• [INSTRUÇÕES DE TRABALHO]
• a. Reescreva em forma de lista o parágrafo do trecho que começa com “Essa indiferença da Capes”, conservando seus fatos principais.
• b. Redigite fielmente tudo o que vai de “a Sapientia Christiana tem” até “a Sapiencia Cristiana.” no trecho.

• [TRECHO PARA LEITURA]
##########
Com relação aos PPGTs católicos, um fator que envolveu bastante esforço conciliatório entre as duas instituições reguladoras – Igreja e Capes – foi a seleção dos candidatos às vagas nos programas. Segundo um dos entrevistados, “a Sapientia Christiana4 vai dizer que ninguém pode ter acesso ao mestrado em Teologia sem ter graduação em Teologia. Por isso, dentro do programa, não aceitávamos alunos sem graduação em Teologia”. Segundo ele, “antes das exigências da Capes, isso permitia que alunos que vinham de seminários entrassem diretamente no nosso mestrado”, porém, após a inserção na Capes, não foi mais possível fazer isso, pois “o candidato ao mestrado precisa ter uma graduação reconhecida e isso acaba incidindo no perfil dos nossos alunos, pois para a Capes basta ter qualquer graduação”. Para um ex-coordenador de programa, Roma é mais maleável que a Capes. Ao explicar sua afirmação, comenta que “em nível de pós- graduação, nós temos muita liberdade na esfera romana. Não sentimos dificuldade em termos de conteúdo”. E complementa: “Roma tem poucas exigências formais, e a Capes tem muitas. A nomenclatura mudou, nós usamos um nome para Brasília [sede da Capes] e outro para Roma”. O que lhe permite concluir: “O mais importante é Brasília, em função do reconhecimento”.

Um aspecto em que Roma parece se preocupar mais do que a Capes é em relação ao corpo docente. Um dos coordenadores de um dos programas afirmou: “Para manter o título eclesiástico eu tenho que ter um número x de professores com diploma eclesiástico”. Para a Capes, segundo ele, é irrelevante a questão de o diploma ser eclesiástico ou não. Outra diferença, entre as exigências da Santa Sé e as da Capes refere-se aos conteúdos e à preocupação com a manutenção da confessionalidade. Segundo enfatiza um dos depoentes,

a Sapientia Christiana tem preocupação com conteúdo e a CAPES não. A questão da confessionalidade, por exemplo. A Santa Sé bate na tecla da confessionalidade, do conteúdo, da estrutura dos cursos que estão sendo oferecidos. O corpo docente tem que ser católico. Isso, como coordenador, dá para administrar bem, pois a CAPES não interfere no conteúdo. Isso ajuda a gente a não ter maiores problemas. Por outro lado, a forte exigência da CAPES quanto à periodicidade da produção, está mais livre para a Sapiencia Cristiana.

Essa indiferença da Capes com relação à confessionalidade parece não ser algo tão tranquilo assim, na opinião de outra entrevistada, que comenta a declaração de um dos coordenadores da Comissão de Filosofia da Capes: “Na primeira vez que fui à Brasília, o coordenador veio conversar com a gente, com a subárea de Teologia, e disse que era preciso descristianizar essa Teologia”. Houve, então, necessidade de mudança nas nomenclaturas das linhas e disciplinas oferecidas. Como exemplo, cita uma alteração realizada no seu programa: “De Bíblia sagrada passamos para textos sagrados.”
##########
• [REGISTROS ARMAZENADOS]
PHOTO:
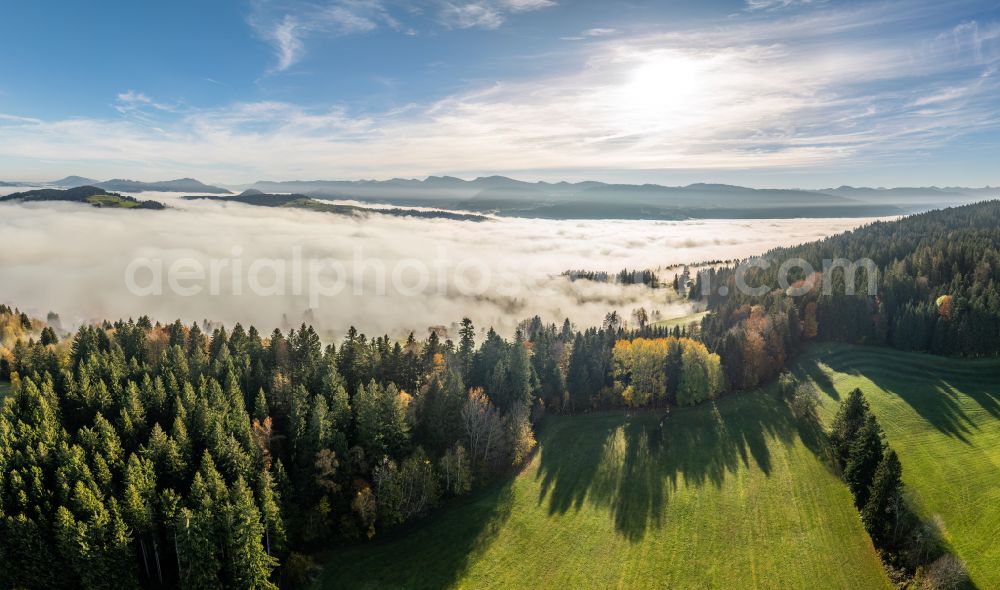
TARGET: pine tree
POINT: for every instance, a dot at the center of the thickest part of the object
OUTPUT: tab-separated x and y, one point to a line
863	460
249	564
882	511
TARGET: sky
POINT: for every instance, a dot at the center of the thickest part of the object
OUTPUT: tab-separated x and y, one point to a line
779	93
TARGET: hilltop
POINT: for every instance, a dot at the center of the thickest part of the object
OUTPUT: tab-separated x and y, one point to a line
##########
• [SOLUÇÕES POR TAREFA]
• a.
- Para outra entrevistada, a indiferença da Capes em relação à confessionalidade não é algo tão tranquilo.
- Ela relata que, na primeira vez que foi a Brasília, um dos coordenadores da Comissão de Filosofia da Capes disse à subárea de Teologia que era preciso descristianizar essa Teologia.
- Com isso, foi necessário mudar as nomenclaturas das linhas e das disciplinas oferecidas.
- Como exemplo, no programa dela, “Bíblia sagrada” passou a ser “textos sagrados”.

• b.
a Sapientia Christiana tem preocupação com conteúdo e a CAPES não. A questão da confessionalidade, por exemplo. A Santa Sé bate na tecla da confessionalidade, do conteúdo, da estrutura dos cursos que estão sendo oferecidos. O corpo docente tem que ser católico. Isso, como coordenador, dá para administrar bem, pois a CAPES não interfere no conteúdo. Isso ajuda a gente a não ter maiores problemas. Por outro lado, a forte exigência da CAPES quanto à periodicidade da produção, está mais livre para a Sapiencia Cristiana.